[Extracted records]
....................

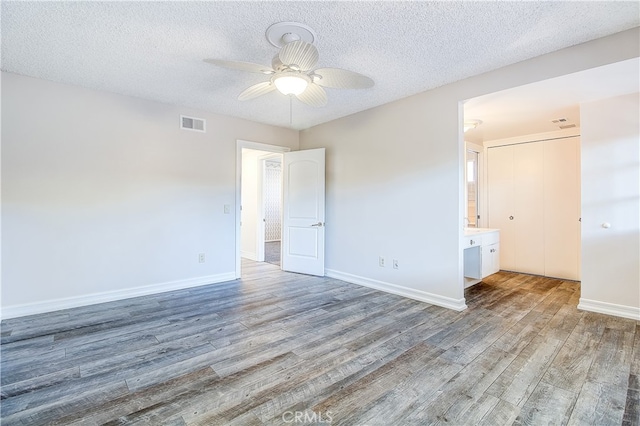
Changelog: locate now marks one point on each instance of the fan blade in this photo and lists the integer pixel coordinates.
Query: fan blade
(300, 54)
(242, 66)
(313, 95)
(256, 90)
(342, 79)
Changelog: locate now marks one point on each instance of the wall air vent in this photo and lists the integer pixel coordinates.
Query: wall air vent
(192, 123)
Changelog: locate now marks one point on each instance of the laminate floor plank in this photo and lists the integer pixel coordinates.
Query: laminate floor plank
(273, 344)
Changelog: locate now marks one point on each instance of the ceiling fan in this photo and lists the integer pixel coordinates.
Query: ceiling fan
(293, 70)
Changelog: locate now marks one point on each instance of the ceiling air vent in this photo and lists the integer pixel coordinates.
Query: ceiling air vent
(192, 123)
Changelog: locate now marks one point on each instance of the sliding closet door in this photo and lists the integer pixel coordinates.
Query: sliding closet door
(500, 202)
(562, 208)
(528, 210)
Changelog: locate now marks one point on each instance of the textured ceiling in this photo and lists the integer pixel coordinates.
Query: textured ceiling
(154, 50)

....................

Directions: Turn every line of all the items above into a numbered list, skipping blank lines and leaving out the pictures.

Final result:
1. Changelog: locate now marks one point on each instance of the fan blade in this photo and lists the integer pixel coordinates.
2. Query: fan blade
3. (300, 54)
4. (242, 66)
5. (313, 95)
6. (256, 90)
7. (342, 79)
8. Changelog: locate now marks one point on each instance of the wall air vent in this photo and lists the integer pixel coordinates.
9. Query: wall air vent
10. (192, 123)
11. Changelog: locate now marks one point on each instance of the laminate floor plank in this photo and lists the integer pixel coordinates.
12. Query: laminate floor plank
13. (273, 344)
14. Changelog: locate now marks one point on each instance of the ceiling fan in this photo and lists the integer pixel coordinates.
15. Query: ceiling fan
16. (293, 70)
17. Changelog: locate now marks one point on each instance of the ceiling air vent in this photo and lists the integer pixel coordinates.
18. Query: ceiling air vent
19. (192, 123)
20. Changelog: locate now marks one point on each instance of the sliding closet door in this photo and lists the integer pixel coordinates.
21. Query: sliding closet door
22. (500, 202)
23. (562, 208)
24. (528, 210)
25. Changelog: locate now marks one point on each instance of the textured ceiling in this photo and lists the integer pixel coordinates.
26. Query: textured ceiling
27. (154, 50)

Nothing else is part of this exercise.